### OBJECTIVE A
Answer these questions from the Padayachie profile:
(i) Which two neighboring townships did Padayachie's outreach program reach?
(ii) In what month and year was he appointed Deputy Minister of Communications?
(iii) At what forum did he serve on the ANC KwaZulu-Natal negotiating team in 1991?
### OBJECTIVE B
Render this sentence from the Padayachie profile in Spanish: "He worked to link local civic issues with political issues."
### OBJECTIVE C
Carry the Padayachie profile forward from its final sentence.

### DOCUMENT
In the 1980s, he established the Chatsworth Early Learning Centre in Chatsworth (CELC), Durban, where he was the Director. The centre provided pre-school education for children in the township. Through the CELC Padayachie promoted parental and community involvement in Early Childhood Development. The CELC pioneered the playbus concept, which served poor communities by bringing educational play facilities in a bus that was converted into a mobile classroom. Later, Padayachie extended this to include an outreach programme to provide similar educational facilities in the neighbouring townships of Lamontville and Clermont. He was also instrumental in training a large number of pre-school teachers from Umlazi and KwaMashu  townships.

Padayachie served as an executive member of the Natal Indian Congress (NIC) and an executive committee member of the United Democratic Front (UDF) in KwaZulu-Natal. He worked to link local civic issues with political issues. In 1983, the apartheid government announced plans to co-opt the Indian and Coloured communities into the apartheid system. The NIC mobilised opposition and Padayachie played an important role in organising the UDF structures in Chatsworth.

He commenced his community organising work in Croftdene, Chatsworth and helped form the Croftdene Resident’s Association (CRA), a powerful organisation that took up local issues. He also played a leading role in forming the Chatsworth Housing Action Committee (CHAC), an affiliate of the Durban Housing Action Committee (DHAC) that built non-racial unity in the struggle for decent housing. Padayachie was in the forefront of numerous campaigns of the community’s struggles in Chatsworth.

Padayachie was a member of the ANC KwaZulu-Natal negotiating team at Congress for a Democratic South Africa (CODESA) in 1991.

After the dismantling of apartheid, he worked as a business consultant, he strove to champion the small, medium and micro enterprises until he was appointed Deputy Minister of Communications in April 2004.

 Between 2004 and 2009, Padayachie served as Deputy Minister of Communications of South Africa. As Minister of Communications, Padayachie as was well on his way in turning around the directionless Department of Communications, the moribund SABC and public broadcasting in South Africa, dealing with dilapidating parastatals such as Sentech and the Independent Communications Authority of South Africa (Icasa).  Also from 2009 until 2010 he served as the Deputy Minister of Public Service and Administration.

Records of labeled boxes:
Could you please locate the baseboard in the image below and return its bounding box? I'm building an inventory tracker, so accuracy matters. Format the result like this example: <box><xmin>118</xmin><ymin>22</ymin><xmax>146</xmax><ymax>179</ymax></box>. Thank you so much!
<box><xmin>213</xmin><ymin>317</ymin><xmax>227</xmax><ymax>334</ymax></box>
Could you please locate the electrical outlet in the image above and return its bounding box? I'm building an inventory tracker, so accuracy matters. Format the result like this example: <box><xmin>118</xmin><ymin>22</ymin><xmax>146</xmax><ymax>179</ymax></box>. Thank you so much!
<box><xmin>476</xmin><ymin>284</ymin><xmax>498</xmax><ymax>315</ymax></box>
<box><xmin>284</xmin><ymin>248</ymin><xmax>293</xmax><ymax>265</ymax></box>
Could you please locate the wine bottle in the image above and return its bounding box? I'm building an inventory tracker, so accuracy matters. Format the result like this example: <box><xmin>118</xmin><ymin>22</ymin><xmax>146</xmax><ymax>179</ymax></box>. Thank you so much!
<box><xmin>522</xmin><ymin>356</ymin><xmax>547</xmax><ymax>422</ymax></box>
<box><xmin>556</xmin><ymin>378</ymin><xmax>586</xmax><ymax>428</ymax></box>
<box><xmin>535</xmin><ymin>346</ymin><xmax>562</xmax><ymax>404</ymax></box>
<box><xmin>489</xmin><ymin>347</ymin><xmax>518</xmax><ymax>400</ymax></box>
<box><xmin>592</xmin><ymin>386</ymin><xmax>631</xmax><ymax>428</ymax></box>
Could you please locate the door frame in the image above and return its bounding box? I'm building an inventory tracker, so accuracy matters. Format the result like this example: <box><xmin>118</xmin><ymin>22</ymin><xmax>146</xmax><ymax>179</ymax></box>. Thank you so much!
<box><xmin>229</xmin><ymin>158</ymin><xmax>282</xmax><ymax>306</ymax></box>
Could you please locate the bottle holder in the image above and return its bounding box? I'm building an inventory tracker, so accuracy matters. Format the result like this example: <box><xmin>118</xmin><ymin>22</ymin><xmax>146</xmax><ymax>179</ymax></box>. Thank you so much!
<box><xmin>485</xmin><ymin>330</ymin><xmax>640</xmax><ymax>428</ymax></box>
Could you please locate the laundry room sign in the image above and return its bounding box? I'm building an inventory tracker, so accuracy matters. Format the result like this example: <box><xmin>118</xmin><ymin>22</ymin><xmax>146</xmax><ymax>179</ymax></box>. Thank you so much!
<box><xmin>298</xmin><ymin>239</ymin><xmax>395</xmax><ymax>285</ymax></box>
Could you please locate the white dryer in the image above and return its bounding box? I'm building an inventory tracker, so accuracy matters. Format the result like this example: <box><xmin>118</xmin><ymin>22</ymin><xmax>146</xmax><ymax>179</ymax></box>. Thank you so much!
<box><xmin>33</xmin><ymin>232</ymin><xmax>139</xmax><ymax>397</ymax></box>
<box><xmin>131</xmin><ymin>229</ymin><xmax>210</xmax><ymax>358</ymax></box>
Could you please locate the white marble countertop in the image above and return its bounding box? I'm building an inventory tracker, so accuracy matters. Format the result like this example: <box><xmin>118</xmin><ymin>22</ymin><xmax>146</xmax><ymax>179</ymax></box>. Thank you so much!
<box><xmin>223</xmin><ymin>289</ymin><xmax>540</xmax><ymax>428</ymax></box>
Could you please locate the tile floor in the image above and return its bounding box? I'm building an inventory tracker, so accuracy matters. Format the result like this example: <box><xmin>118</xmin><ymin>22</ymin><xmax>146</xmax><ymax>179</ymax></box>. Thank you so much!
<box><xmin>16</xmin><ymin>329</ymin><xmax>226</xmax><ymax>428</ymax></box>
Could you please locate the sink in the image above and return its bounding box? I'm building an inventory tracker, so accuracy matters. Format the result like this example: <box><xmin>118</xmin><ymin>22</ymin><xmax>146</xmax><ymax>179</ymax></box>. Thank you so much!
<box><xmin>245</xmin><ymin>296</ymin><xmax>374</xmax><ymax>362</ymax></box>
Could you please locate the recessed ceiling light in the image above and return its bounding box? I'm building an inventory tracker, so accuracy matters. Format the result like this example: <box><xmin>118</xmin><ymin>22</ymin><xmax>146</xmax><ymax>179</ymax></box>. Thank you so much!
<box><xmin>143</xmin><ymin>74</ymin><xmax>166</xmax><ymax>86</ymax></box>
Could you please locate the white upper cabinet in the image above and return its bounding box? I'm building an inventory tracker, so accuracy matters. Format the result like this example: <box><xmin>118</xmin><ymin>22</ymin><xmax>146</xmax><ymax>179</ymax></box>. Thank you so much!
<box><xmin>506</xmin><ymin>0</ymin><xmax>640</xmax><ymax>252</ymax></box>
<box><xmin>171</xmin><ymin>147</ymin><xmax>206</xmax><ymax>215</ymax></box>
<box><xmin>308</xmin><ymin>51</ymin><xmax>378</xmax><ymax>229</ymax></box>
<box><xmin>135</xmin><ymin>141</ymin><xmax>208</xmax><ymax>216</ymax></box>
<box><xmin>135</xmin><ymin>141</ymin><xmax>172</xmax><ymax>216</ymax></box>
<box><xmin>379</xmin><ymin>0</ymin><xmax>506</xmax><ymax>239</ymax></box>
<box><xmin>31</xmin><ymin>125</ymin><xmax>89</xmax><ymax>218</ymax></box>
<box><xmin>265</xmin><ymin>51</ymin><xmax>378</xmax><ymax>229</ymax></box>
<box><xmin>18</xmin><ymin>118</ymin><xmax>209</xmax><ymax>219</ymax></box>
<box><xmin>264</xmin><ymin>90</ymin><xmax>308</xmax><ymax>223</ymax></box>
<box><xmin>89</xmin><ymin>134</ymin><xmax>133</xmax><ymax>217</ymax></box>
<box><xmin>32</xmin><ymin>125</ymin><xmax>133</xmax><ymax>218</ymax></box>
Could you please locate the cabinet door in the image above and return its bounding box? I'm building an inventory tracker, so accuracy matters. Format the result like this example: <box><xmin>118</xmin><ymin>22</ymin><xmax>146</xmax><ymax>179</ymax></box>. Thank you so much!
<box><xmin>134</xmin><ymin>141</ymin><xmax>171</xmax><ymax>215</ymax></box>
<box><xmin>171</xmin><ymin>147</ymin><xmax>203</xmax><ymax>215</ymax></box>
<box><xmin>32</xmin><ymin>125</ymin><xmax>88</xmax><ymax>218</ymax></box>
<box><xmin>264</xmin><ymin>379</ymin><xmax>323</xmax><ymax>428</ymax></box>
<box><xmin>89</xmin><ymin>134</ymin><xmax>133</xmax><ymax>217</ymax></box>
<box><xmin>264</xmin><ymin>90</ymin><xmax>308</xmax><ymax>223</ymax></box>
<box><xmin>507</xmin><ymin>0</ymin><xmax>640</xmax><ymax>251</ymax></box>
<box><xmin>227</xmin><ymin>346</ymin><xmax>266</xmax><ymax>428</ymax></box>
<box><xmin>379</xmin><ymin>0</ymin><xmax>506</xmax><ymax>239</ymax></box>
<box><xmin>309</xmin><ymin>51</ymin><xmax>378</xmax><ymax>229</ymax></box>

### RESPONSE A
(i) Lamontville and Clermont
(ii) April 2004
(iii) The Congress for a Democratic South Africa (CODESA)

### RESPONSE B
Trabajó para vincular las cuestiones cívicas locales con las cuestiones políticas.

### RESPONSE C
Padayachie also put renewed effort and bigger focus from government behind South Africa's lagging switch to digital terrestrial television, a process known as digital migration, ending uncertainty when he announced DVB-T2 as the digital television standard for South Africa. He served as Minister of Communications from 2010 to 2011. In 2011, President Jacob Zuma appointed Padayachie as Minister of Public Service and Administration.

Padayachie passed away on 4 May 2012 in Addis Ababa, Ethiopia where he was attending a meeting of the African Peer Review Mechanism.  

President Zuma said, “We have lost a worker, an academic, a cadre and a soldier for a better South Africa, may his family be consoled by the work he has done for the country and its people,".

Roy Padayachie is survived by his wife Sally and daughters Vindea Naidoo and Trevana Moodley.

References

Who’s Who Southern Africa.  Roy Padayachie Radhakrishna Lutchmana Padayachie from Whos who Southern Africa [online]    Available at www.whoswhosa.co.za . Accessed on 6 May 2012.|Laganparsad M. (2012). Parties sing the praises of late Minister Padayachie from the Sunday Times [online]  Available at www.timeslive.co.za . Accessed on 6 May 2012.|SAPA. (2012) Tributes pour in for Roy Padayachie  from News 24 [online] Available at www.news24.com . Accessed on 6 May 2012.|Ferreira T. (2012).  Roy Padayachie, former minister of communications, died in Ethiopia Friday night [online]  Available at https://teeveetee.blogspot.com.  Accessed on 6 May 2012.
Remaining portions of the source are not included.